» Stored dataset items
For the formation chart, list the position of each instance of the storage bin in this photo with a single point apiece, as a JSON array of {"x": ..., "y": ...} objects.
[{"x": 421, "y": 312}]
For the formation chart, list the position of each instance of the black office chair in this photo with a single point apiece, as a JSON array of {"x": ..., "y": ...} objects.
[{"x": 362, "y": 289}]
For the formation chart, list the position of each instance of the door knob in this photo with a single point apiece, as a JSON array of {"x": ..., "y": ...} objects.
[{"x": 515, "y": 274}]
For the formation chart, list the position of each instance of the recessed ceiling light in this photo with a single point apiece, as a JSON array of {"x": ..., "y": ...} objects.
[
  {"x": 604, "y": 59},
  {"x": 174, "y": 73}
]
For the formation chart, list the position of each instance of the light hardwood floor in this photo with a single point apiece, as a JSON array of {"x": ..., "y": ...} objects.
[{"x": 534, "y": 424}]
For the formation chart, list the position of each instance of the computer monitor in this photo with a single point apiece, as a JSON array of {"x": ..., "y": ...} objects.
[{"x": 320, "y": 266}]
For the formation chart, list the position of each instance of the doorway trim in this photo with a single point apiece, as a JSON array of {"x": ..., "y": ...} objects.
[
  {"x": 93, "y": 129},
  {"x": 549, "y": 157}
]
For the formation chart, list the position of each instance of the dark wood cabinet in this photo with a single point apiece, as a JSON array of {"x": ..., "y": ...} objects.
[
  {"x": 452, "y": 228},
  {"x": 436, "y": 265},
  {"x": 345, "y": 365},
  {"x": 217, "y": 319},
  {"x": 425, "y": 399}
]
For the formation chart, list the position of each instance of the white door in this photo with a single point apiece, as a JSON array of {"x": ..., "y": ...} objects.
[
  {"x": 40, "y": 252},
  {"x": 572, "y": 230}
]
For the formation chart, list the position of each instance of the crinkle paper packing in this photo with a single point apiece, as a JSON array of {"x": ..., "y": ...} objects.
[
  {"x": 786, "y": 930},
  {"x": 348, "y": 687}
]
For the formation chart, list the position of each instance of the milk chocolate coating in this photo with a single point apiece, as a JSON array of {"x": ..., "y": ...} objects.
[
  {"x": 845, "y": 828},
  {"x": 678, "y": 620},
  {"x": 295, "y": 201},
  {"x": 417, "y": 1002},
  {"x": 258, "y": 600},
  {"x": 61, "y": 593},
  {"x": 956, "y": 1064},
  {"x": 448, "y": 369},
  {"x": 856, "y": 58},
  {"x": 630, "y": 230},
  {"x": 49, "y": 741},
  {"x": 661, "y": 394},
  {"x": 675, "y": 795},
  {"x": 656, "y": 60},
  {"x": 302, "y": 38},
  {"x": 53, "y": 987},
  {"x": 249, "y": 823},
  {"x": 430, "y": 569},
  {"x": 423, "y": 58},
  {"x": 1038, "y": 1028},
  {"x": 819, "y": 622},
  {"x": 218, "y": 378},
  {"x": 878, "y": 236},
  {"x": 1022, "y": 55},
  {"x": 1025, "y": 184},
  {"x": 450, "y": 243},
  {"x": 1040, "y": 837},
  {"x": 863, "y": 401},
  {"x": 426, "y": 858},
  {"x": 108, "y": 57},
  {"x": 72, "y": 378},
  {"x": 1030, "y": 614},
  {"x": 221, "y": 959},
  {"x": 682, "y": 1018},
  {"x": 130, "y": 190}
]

» PROBLEM DESCRIPTION
A faithful copy of the lines from the line containing "of the crinkle" to the end of the data should be set down, both ends included, and nothing more.

» RESPONSE BOX
For the formation chart, list the position of each instance of the crinkle paper packing in this photo with a single point apiece, as a JSON array of {"x": ..., "y": ...} objects.
[
  {"x": 786, "y": 930},
  {"x": 348, "y": 687}
]
For the formation chart, list the position of each instance of the milk chocolate coating in this photo with a single point apiece, as a JSON array of {"x": ..., "y": ...} objects.
[
  {"x": 845, "y": 828},
  {"x": 678, "y": 620},
  {"x": 295, "y": 201},
  {"x": 417, "y": 1002},
  {"x": 258, "y": 600},
  {"x": 61, "y": 593},
  {"x": 956, "y": 1064},
  {"x": 448, "y": 369},
  {"x": 856, "y": 58},
  {"x": 630, "y": 230},
  {"x": 49, "y": 741},
  {"x": 661, "y": 394},
  {"x": 675, "y": 795},
  {"x": 656, "y": 60},
  {"x": 302, "y": 38},
  {"x": 53, "y": 987},
  {"x": 249, "y": 823},
  {"x": 430, "y": 569},
  {"x": 423, "y": 58},
  {"x": 1038, "y": 1028},
  {"x": 819, "y": 622},
  {"x": 218, "y": 378},
  {"x": 878, "y": 236},
  {"x": 1022, "y": 55},
  {"x": 1025, "y": 184},
  {"x": 450, "y": 243},
  {"x": 1040, "y": 837},
  {"x": 863, "y": 401},
  {"x": 426, "y": 858},
  {"x": 108, "y": 57},
  {"x": 72, "y": 378},
  {"x": 1030, "y": 614},
  {"x": 221, "y": 959},
  {"x": 682, "y": 1018},
  {"x": 130, "y": 190}
]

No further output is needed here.